▶ _Work to complete_: Copy the records below word for word, keeping every line and character unchanged.

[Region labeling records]
....................
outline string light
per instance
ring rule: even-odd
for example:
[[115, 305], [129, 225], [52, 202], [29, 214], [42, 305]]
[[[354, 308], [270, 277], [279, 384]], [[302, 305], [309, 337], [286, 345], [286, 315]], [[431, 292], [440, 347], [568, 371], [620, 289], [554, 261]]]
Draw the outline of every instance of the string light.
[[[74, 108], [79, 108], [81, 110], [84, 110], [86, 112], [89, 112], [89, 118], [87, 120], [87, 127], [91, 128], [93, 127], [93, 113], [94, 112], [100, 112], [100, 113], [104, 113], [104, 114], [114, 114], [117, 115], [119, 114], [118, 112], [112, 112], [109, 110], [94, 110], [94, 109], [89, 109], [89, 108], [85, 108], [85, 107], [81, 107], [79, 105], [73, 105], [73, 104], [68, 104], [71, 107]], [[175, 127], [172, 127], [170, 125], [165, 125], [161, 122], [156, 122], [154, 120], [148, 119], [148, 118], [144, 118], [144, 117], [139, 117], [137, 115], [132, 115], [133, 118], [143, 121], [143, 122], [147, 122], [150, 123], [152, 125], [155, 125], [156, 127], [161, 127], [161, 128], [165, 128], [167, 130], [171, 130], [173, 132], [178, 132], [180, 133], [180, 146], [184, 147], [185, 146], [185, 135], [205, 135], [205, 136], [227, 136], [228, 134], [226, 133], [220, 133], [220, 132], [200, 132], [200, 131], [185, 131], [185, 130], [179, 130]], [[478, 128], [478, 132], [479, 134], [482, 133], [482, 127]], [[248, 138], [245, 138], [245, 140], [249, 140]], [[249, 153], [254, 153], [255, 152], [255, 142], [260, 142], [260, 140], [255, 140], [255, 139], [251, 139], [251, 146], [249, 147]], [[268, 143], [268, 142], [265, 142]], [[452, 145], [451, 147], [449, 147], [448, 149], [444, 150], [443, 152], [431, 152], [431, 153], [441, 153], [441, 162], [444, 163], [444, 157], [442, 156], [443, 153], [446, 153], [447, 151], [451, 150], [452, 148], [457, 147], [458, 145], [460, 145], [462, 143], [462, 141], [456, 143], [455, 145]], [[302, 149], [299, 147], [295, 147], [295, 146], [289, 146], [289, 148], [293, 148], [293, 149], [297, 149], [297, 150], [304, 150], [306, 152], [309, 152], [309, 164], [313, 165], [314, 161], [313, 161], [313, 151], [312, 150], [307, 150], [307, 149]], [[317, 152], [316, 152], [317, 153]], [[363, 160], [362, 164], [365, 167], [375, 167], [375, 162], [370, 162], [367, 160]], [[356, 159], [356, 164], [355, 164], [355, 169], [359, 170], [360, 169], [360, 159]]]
....................
▶ _Response to the exercise_:
outline string light
per instance
ring rule: even-odd
for example:
[[115, 305], [129, 225], [52, 202], [29, 214], [42, 305]]
[[[354, 308], [270, 277], [279, 384]], [[302, 305], [309, 337], [286, 345], [286, 315]], [[431, 292], [440, 347], [568, 371], [620, 289], [554, 261]]]
Draw the outline of every instance of the string light.
[[[74, 108], [79, 108], [81, 110], [84, 110], [86, 112], [89, 112], [89, 118], [87, 120], [87, 127], [91, 128], [93, 127], [93, 113], [94, 112], [100, 112], [100, 113], [104, 113], [104, 114], [114, 114], [117, 115], [119, 114], [118, 112], [112, 112], [109, 110], [94, 110], [94, 109], [89, 109], [89, 108], [85, 108], [85, 107], [81, 107], [79, 105], [73, 105], [73, 104], [68, 104], [71, 107]], [[175, 127], [172, 127], [170, 125], [165, 125], [161, 122], [156, 122], [154, 120], [148, 119], [148, 118], [144, 118], [144, 117], [139, 117], [137, 115], [132, 115], [133, 118], [143, 121], [143, 122], [147, 122], [150, 123], [152, 125], [155, 125], [156, 127], [161, 127], [161, 128], [165, 128], [167, 130], [171, 130], [173, 132], [178, 132], [180, 133], [180, 146], [184, 147], [185, 146], [185, 135], [205, 135], [205, 136], [227, 136], [228, 134], [226, 133], [220, 133], [220, 132], [200, 132], [200, 131], [185, 131], [185, 130], [179, 130]], [[478, 128], [478, 132], [479, 134], [482, 133], [482, 127]], [[248, 138], [245, 138], [245, 140], [249, 140]], [[249, 153], [254, 153], [255, 152], [255, 142], [260, 142], [260, 140], [255, 140], [255, 139], [251, 139], [251, 146], [249, 147]], [[268, 143], [268, 142], [265, 142]], [[452, 145], [451, 147], [449, 147], [448, 149], [444, 150], [443, 152], [431, 152], [431, 153], [441, 153], [441, 162], [444, 163], [444, 157], [442, 156], [443, 153], [446, 153], [447, 151], [451, 150], [452, 148], [457, 147], [458, 145], [460, 145], [462, 143], [462, 141], [456, 143], [455, 145]], [[302, 149], [299, 147], [295, 147], [295, 146], [289, 146], [289, 148], [293, 148], [293, 149], [297, 149], [297, 150], [304, 150], [306, 152], [309, 152], [309, 164], [313, 165], [314, 161], [313, 161], [313, 151], [312, 150], [307, 150], [307, 149]], [[317, 152], [316, 152], [317, 153]], [[363, 160], [362, 164], [365, 167], [375, 167], [375, 162], [370, 162], [367, 160]], [[356, 159], [356, 164], [355, 164], [355, 169], [359, 170], [360, 169], [360, 159]]]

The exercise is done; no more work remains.